The divide between gun control proponents and Second Amendment advocates may never have been better illustrated than by the controversy brewing right now over whether gun shops and shooting ranges should be allowed to remain open as “essential businesses” or closed while the “pandemic panic” continues.
One good place to observe the difference is in the reader reactions to a story that appeared in Monday’s online edition of the Seattle P-I.com, authored by liberal veteran political writer Joel Connelly. His piece focused on letters written to Washington Gov. Jay Inslee by 46 state lawmakers and more than a dozen sheriffs and police chiefs, urging Inslee to add gun stores to his list of “essential businesses.” Those letters may be read here, and here.
Gun-related businesses were significantly absent from the governor’s list, announced March 23, which did include marijuana stores and their employees.
“Washington is at the cusp of a nationwide debate over whether gun shops should stay open,” Connelly writes. “They were doing a land office business around the country in early stages of the COVID-19 pandemic.”
That was an accurate description of the rush on gun stores when the Coronavirus panic hit. According to anecdotal evidence from various gun stores in different states, the lines around gun stores from coast to coast have included a lot of first-time gun buyers, many of whom have allegedly been stunned, and even disappointed, that firearms are not nearly as easy to legally purchase as gun control proponents have long insisted. There are the background checks, waiting periods and in a couple of states one actually needs to obtain a permit to purchase a handgun before he or she can actually go shopping.
As noted earlier by Liberty Park Press, the COVID-19 virus hasn’t ignored law enforcement or firefighters and other emergency responders. While there has not been the social breakdown that some had been hinting, it has come as no surprise to Second Amendment activists that when the pandemic was first declared that a lot of people who never before owned a gun—and may not have even wanted one around—fell back on the right to keep and bear arms.
Predictably, anti-gunners haven’t been happy about this, especially after the Trump Administration offered some “advisory” guidelines that included gun store employees as part of the “essential workforce.” One P-I reader reacted: “With the NRA and Trump running the coronavirus cure we’ll all die sooner! Guns as “essential services” my a$$. The NRA will use this as a fund-raiser now that the Russian rubles are drying up. On the other hand, if they all go shopping and fondle weapons in the stores maybe they can all become infected. I’m always trying to find the bright side ya know.”
Another reader responded, “And who’s complaining about this? Not Doctors or medical professionals. No, it’s gun control groups. Which tells you the motivation is purely political…”

DATASET →
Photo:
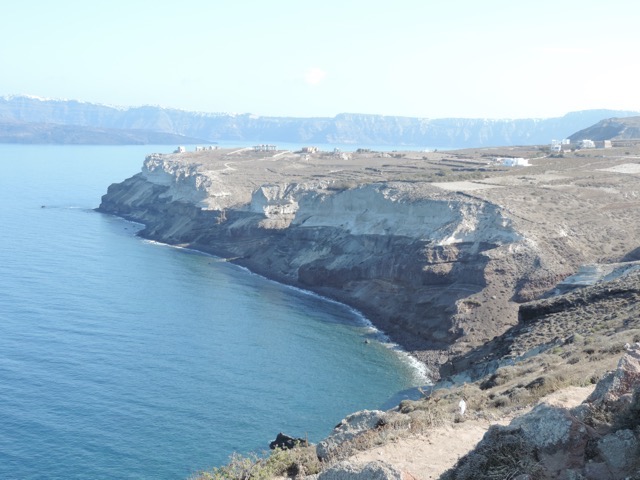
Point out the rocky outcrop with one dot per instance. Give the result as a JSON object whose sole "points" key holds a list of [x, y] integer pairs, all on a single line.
{"points": [[598, 440], [410, 260], [441, 267], [370, 471], [610, 129], [350, 428]]}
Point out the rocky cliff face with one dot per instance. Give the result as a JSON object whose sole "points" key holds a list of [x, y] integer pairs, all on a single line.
{"points": [[440, 267]]}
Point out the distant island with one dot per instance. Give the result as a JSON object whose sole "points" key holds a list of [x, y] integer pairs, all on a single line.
{"points": [[25, 119]]}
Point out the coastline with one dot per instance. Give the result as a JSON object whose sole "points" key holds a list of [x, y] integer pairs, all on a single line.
{"points": [[421, 369]]}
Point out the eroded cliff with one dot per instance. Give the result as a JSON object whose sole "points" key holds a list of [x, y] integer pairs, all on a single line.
{"points": [[438, 266]]}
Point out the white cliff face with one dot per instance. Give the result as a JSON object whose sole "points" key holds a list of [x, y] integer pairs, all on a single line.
{"points": [[184, 182], [374, 209], [383, 210]]}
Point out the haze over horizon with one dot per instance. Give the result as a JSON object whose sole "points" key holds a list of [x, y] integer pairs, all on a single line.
{"points": [[497, 59]]}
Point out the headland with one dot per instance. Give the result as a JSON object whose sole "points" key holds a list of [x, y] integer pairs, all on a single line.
{"points": [[438, 249]]}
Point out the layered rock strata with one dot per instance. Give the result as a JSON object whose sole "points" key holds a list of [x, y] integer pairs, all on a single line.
{"points": [[438, 267]]}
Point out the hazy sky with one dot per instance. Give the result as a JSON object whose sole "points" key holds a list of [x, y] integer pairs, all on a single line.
{"points": [[446, 58]]}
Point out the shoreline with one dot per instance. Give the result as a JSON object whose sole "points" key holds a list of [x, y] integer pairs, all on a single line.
{"points": [[421, 369]]}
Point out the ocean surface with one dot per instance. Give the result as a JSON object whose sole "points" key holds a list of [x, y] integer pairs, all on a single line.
{"points": [[121, 358]]}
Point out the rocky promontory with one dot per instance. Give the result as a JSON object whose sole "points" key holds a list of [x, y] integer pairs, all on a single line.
{"points": [[438, 249]]}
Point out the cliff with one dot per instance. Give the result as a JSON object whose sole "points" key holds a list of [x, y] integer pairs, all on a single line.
{"points": [[610, 129], [345, 128], [439, 266]]}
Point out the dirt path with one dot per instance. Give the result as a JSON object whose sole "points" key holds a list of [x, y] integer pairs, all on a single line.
{"points": [[429, 456]]}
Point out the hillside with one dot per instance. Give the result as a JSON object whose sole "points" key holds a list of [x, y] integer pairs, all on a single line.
{"points": [[610, 129], [345, 128], [509, 283]]}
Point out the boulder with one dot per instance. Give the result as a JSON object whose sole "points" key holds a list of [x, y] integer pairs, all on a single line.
{"points": [[352, 426], [596, 440], [287, 443]]}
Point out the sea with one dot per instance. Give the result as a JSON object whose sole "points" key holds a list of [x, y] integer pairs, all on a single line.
{"points": [[122, 358]]}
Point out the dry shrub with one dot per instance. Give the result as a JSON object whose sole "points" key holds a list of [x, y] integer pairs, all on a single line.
{"points": [[297, 461], [501, 454]]}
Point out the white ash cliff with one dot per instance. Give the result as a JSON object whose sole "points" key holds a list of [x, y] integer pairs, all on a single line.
{"points": [[437, 269]]}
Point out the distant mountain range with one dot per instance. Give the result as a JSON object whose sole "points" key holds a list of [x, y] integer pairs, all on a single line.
{"points": [[610, 129], [26, 119]]}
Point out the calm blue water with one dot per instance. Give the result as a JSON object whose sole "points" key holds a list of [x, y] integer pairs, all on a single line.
{"points": [[120, 358]]}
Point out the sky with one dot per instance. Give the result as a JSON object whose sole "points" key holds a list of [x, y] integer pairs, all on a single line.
{"points": [[418, 58]]}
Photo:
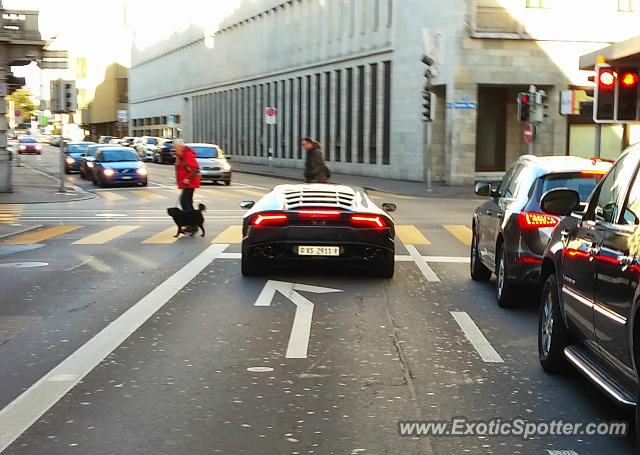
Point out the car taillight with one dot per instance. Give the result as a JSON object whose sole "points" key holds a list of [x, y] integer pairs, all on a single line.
{"points": [[267, 219], [593, 172], [319, 213], [531, 220], [372, 221]]}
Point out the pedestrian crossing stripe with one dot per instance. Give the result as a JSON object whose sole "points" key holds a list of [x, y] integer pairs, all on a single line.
{"points": [[106, 235], [111, 196], [232, 234], [163, 237], [411, 235], [406, 234], [250, 192], [149, 195], [461, 232], [39, 235]]}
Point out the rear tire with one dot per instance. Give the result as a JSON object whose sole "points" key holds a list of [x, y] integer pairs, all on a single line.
{"points": [[479, 272], [553, 336], [504, 286], [249, 266]]}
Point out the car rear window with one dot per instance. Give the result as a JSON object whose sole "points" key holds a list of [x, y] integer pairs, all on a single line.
{"points": [[583, 183]]}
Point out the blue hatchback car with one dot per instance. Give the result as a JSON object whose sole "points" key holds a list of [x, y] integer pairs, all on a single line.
{"points": [[74, 152], [119, 165]]}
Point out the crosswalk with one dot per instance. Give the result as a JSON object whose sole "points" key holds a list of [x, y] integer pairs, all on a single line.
{"points": [[220, 233], [10, 213]]}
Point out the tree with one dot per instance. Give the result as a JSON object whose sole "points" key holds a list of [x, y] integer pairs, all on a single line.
{"points": [[22, 101]]}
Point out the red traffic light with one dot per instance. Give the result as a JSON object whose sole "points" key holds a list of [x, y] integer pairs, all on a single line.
{"points": [[606, 78], [629, 79]]}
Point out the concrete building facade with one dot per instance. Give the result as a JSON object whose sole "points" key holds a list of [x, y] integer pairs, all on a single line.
{"points": [[348, 72]]}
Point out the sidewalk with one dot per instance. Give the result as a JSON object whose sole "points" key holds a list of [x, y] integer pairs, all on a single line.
{"points": [[31, 186], [401, 187]]}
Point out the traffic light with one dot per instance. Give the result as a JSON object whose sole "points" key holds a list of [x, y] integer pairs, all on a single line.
{"points": [[14, 83], [604, 94], [427, 113], [524, 106], [427, 94], [627, 94]]}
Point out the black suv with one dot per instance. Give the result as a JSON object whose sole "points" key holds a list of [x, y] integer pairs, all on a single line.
{"points": [[510, 232], [591, 272]]}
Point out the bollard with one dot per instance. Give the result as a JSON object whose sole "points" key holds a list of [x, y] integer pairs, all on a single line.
{"points": [[6, 171]]}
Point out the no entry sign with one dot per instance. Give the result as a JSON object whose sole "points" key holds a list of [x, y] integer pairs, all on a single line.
{"points": [[529, 132]]}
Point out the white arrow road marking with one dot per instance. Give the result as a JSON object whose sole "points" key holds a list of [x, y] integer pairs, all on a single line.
{"points": [[25, 410], [427, 271], [475, 336], [301, 329]]}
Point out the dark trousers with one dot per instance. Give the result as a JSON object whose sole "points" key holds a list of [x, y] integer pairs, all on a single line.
{"points": [[186, 199]]}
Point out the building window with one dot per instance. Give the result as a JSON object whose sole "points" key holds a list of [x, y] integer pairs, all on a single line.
{"points": [[338, 135], [349, 119], [327, 116], [373, 113], [386, 116], [627, 6]]}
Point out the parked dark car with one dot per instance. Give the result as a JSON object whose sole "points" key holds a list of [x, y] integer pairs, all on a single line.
{"points": [[118, 165], [317, 223], [510, 232], [591, 273], [29, 145], [74, 152], [164, 152]]}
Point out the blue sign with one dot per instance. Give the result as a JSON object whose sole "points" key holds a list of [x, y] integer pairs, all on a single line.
{"points": [[461, 105]]}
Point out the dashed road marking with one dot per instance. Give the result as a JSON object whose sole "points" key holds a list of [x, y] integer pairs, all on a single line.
{"points": [[476, 338]]}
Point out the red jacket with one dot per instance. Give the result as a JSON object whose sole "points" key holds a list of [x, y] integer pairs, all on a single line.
{"points": [[185, 166]]}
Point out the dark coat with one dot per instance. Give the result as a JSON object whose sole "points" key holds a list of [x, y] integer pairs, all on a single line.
{"points": [[315, 170]]}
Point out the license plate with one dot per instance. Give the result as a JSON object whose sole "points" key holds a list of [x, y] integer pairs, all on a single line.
{"points": [[319, 251]]}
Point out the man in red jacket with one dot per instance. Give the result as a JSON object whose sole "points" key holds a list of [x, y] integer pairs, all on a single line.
{"points": [[187, 174]]}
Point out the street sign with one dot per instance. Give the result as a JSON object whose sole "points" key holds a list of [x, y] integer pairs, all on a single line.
{"points": [[270, 115], [301, 330], [529, 132]]}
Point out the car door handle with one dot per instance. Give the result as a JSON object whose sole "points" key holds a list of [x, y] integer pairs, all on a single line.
{"points": [[626, 261]]}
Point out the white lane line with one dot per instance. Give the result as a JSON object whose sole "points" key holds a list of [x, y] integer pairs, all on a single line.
{"points": [[25, 410], [476, 338], [427, 271]]}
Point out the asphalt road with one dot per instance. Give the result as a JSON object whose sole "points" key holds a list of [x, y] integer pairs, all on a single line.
{"points": [[117, 339]]}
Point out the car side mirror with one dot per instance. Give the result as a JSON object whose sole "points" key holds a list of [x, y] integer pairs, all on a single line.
{"points": [[484, 189], [560, 201], [389, 207]]}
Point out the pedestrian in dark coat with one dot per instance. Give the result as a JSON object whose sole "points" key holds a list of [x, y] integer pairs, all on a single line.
{"points": [[315, 169]]}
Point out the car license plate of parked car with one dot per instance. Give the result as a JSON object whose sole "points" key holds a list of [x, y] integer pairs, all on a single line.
{"points": [[319, 250]]}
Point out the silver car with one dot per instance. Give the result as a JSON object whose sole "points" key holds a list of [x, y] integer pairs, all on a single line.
{"points": [[214, 165]]}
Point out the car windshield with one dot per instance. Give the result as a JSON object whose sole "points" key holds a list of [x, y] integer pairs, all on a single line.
{"points": [[207, 152], [77, 148], [119, 155], [583, 183]]}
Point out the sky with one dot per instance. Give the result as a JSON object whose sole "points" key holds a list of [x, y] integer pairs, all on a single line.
{"points": [[83, 26]]}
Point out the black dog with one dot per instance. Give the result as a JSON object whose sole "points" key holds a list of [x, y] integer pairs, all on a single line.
{"points": [[188, 222]]}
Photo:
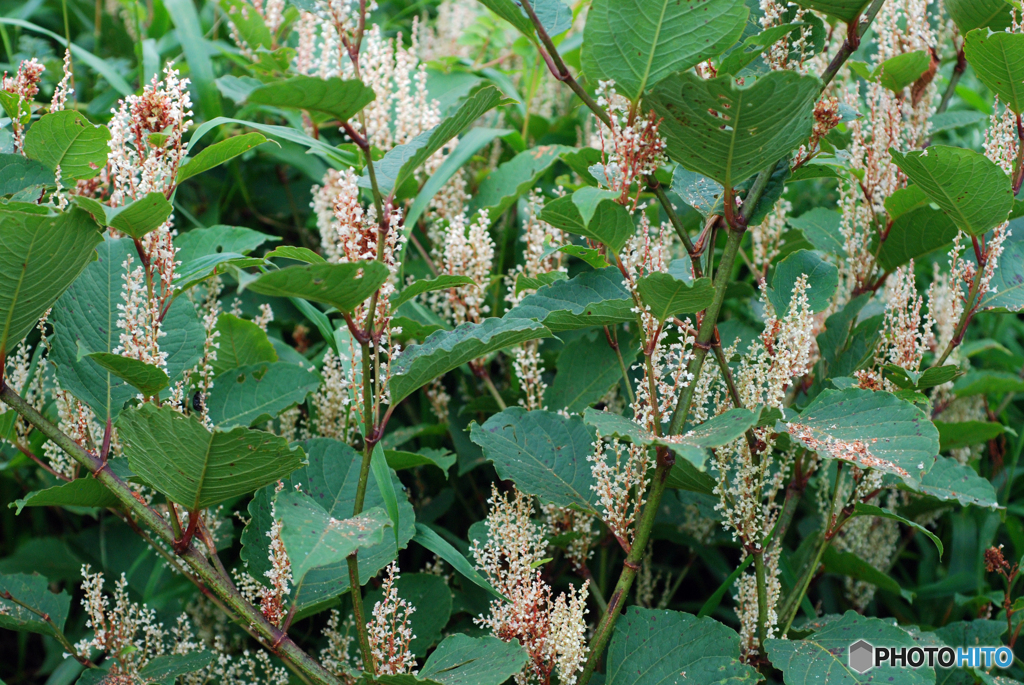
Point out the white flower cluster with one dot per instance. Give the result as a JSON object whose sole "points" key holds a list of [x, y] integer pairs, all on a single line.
{"points": [[553, 632]]}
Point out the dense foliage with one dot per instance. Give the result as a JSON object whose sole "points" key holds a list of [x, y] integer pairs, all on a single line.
{"points": [[470, 343]]}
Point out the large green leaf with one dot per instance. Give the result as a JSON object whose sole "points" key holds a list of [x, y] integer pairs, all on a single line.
{"points": [[845, 10], [432, 599], [32, 591], [666, 296], [136, 218], [341, 286], [190, 466], [587, 368], [949, 480], [544, 453], [822, 279], [444, 350], [85, 318], [219, 153], [313, 538], [334, 96], [593, 213], [402, 161], [971, 14], [966, 184], [868, 429], [637, 43], [593, 298], [69, 140], [658, 646], [461, 659], [997, 58], [78, 493], [692, 445], [331, 478], [258, 392], [729, 133], [504, 185], [821, 656], [41, 254], [916, 228], [18, 173]]}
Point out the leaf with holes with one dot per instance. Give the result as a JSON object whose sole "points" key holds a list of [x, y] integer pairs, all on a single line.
{"points": [[544, 453], [67, 139], [195, 468], [637, 43], [966, 184], [868, 429], [41, 254], [729, 133]]}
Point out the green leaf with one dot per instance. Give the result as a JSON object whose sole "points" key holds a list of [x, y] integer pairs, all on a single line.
{"points": [[145, 378], [729, 133], [18, 173], [667, 296], [85, 317], [417, 288], [331, 478], [40, 256], [32, 591], [402, 161], [967, 433], [638, 43], [971, 14], [136, 218], [219, 153], [821, 656], [399, 460], [241, 343], [967, 185], [544, 453], [949, 480], [849, 564], [69, 140], [861, 509], [190, 466], [258, 392], [504, 185], [868, 429], [822, 279], [336, 97], [430, 540], [461, 659], [167, 668], [312, 538], [821, 228], [382, 476], [78, 493], [593, 213], [341, 286], [1009, 279], [587, 368], [657, 646], [899, 72], [844, 10], [444, 350], [593, 298], [432, 599], [692, 445], [201, 242]]}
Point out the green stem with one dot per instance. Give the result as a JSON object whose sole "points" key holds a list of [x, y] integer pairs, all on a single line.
{"points": [[221, 586]]}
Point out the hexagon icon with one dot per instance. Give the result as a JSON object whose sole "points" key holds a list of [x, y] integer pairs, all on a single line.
{"points": [[861, 656]]}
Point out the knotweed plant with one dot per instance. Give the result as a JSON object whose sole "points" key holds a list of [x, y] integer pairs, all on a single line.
{"points": [[541, 342]]}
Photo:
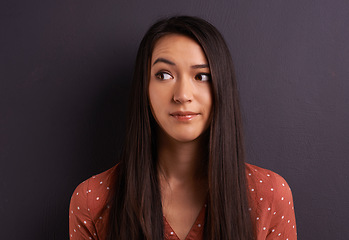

TASK ITEM → Can you quote everything in the gun-shop article from "Gun-related businesses were" down to "and their employees.", word for word?

RESULT OF THE EXERCISE →
Gun-related businesses were significantly absent from the governor’s list, announced March 23, which did include marijuana stores and their employees.